* _TASK OBJECTIVE_: Rewrite every row below as a two-column CSV with the header text,answer and one line per row. Put each field in quotes and change any line breaks inside a field to spaces.

- - - - - - -

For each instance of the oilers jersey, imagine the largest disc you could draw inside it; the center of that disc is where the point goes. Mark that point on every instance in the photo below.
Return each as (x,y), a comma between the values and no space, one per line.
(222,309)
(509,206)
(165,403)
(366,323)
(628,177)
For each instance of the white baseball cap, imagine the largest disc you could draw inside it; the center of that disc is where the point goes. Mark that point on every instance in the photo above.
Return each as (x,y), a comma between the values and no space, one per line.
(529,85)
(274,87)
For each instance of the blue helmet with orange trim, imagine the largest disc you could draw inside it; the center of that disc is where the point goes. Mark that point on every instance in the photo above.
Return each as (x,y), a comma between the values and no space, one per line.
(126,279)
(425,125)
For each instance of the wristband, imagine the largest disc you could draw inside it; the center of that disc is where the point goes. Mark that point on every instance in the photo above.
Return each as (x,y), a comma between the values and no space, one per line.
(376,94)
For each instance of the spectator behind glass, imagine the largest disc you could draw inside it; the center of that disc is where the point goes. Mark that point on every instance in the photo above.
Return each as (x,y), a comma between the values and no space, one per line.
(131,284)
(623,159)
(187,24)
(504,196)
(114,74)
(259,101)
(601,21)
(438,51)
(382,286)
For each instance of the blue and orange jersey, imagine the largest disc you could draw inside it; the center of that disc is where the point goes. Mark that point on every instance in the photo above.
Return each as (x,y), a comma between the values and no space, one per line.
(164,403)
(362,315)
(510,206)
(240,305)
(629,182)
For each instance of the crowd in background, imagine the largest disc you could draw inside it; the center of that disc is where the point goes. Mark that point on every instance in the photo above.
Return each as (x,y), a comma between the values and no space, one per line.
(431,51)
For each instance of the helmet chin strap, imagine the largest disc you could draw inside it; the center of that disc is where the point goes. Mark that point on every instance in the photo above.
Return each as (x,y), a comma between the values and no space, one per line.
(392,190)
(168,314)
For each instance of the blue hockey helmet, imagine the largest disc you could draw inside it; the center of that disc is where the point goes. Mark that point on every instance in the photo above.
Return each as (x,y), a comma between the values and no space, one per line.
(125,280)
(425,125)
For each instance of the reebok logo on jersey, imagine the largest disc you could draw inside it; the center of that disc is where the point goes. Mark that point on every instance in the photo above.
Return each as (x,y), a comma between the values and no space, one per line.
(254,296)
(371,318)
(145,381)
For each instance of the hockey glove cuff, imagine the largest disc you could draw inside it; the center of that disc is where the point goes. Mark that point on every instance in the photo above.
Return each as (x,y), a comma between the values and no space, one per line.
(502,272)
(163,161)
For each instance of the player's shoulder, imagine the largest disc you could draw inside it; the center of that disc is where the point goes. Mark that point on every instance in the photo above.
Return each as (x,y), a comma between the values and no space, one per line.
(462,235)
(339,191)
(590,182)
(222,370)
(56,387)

- - - - - - -

* _COMPLETED EXERCISE_:
text,answer
"For each instance of the oilers jersey, imagine the largest disc you could draw inside it; the center of that disc is where the point goes. Mark that point on every instance in the photo below. Return each as (x,y), a comma between the values and no space, one per line.","(222,309) (509,206) (165,403) (366,323) (628,177)"
"For each instance of the white baseball cap, imagine the largest disc you could draw inside it; the center of that disc is where the point goes. Mark that point on every instance in the photo above. Return each as (x,y), a comma between the values and no space, one per line.","(529,85) (274,87)"
"For each instance of the blue helmet with orange trim, imagine the largest disc you could draw inside it; the center of that disc is where the point goes. Mark that point on every instance in the photo above. Return each as (x,y), a comma between the values and no space, one per line.","(126,279) (425,125)"
"For each instance of the wristband, imagine the largest disc you could draw inside it; the center of that disc is where the point goes. Mark that point on every instance in the photo above. Return each as (x,y), a comma between the values and no space, one per line.","(376,94)"
"For each instance of the spectator behind glass, imagine the largest disc you could draw inside it; the center of that disc is where the point goes. Mark that point on every instance in the photo above. Return each as (x,y), a comma between the values and no space, one per line.","(131,284) (623,159) (187,24) (504,196) (114,74) (259,101) (601,21) (438,51) (382,286)"
"For each instance of the blue and orange jersey, imagine the largest disc you could draw inside it; the center of that disc is where the point goes. Mark that point on every instance in the photo above. Return each as (x,y), a comma between the values and no space, one per line.","(164,403) (362,315) (510,206) (240,305) (629,182)"
"For each instance of the crowd in background, imagine the largest disc you could draw inside it; the center of that disc is where the point goes. Mark that point on every instance in the photo above. Return each as (x,y), a comma between the values and no space, one per line.","(431,51)"
"For each instance of the helmet chin strap, imagine the largest disc you could draw inside it; the center of that disc is where the point goes. Mark that point on every instance in the photo above. Return each as (x,y), a comma between the values and no space, one per line.","(392,190) (168,314)"
"For each instance of the blue hockey helmet, imagine the largest disc you could draw inside it; the center of that disc is where the point goes. Mark that point on every instance in the photo above. Return each as (x,y), a comma between the values and no space, one per line.","(125,280) (425,125)"
"For each instance of the reebok logo on jersey, imagine the largest disc you could draw inside it; the center of that disc is where the point goes. Mark that point on every instance in the photo above. Return each as (x,y), a comma between the values and no space, one per line.","(254,296) (371,318) (145,381)"
"For each instance of the hockey glove cuff, imagine the largest disc you could draw inside it; the center of that disc is where the point goes. Mark that point on every instance in the photo above. Return each as (x,y), a comma between the values and no space, one per line.","(502,272) (163,161)"
"For each instance of the player's shoulder, imagine the largest disc you could draw inside it; the center of that disc is where the point goes. Mark that point on every instance in the photo above. Return each as (x,y), a comma between the values and no space, one per line.","(462,235) (339,191) (590,182) (222,370) (56,387)"